TASK REQUIREMENTS →
Write out the lines of the data below verbatim, from the line with "295L220 291L215 288L217" up to and including the line with "positive clicks: (205, 314)".

Top of SOURCE INFORMATION

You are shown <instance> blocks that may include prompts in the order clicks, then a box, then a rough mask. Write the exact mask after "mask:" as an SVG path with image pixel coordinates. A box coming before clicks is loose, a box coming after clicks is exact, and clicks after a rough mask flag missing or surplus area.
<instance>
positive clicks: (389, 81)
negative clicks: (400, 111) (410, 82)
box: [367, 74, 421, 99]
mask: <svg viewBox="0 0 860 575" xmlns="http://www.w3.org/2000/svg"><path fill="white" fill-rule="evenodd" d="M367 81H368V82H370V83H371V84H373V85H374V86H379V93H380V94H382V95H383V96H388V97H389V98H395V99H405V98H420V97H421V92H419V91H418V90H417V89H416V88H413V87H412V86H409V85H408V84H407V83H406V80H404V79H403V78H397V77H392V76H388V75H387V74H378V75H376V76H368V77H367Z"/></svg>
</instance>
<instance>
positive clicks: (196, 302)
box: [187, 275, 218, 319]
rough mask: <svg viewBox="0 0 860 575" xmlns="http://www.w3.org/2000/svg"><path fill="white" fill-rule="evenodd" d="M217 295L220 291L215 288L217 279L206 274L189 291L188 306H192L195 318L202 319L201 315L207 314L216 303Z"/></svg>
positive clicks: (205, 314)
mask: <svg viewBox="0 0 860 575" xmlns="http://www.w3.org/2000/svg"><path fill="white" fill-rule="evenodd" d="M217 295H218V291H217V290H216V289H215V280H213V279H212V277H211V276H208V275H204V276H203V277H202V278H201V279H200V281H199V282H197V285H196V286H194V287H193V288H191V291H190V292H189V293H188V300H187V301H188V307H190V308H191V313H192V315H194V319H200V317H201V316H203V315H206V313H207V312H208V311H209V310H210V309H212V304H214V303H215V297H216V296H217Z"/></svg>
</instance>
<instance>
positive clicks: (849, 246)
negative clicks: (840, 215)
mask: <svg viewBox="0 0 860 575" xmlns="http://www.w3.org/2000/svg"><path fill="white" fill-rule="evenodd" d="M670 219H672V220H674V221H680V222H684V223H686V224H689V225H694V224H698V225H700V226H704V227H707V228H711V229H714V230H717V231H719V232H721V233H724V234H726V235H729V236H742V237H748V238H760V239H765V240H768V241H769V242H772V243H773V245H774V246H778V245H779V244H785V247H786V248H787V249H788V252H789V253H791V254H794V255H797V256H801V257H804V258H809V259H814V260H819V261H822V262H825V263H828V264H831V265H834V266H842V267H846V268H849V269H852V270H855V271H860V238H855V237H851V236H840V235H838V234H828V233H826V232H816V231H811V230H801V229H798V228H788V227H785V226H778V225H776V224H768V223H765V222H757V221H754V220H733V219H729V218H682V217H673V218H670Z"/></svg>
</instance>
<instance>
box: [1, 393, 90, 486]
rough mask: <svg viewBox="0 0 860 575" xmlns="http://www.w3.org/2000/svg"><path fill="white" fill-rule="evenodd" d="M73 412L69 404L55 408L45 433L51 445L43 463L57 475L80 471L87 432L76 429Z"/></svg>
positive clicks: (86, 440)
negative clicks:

Bottom of SOURCE INFORMATION

RESPONSE BOX →
rough mask: <svg viewBox="0 0 860 575" xmlns="http://www.w3.org/2000/svg"><path fill="white" fill-rule="evenodd" d="M217 295L220 291L215 288L217 279L206 274L189 291L188 306H192L195 318L202 319L201 315L207 314L216 303Z"/></svg>
positive clicks: (205, 314)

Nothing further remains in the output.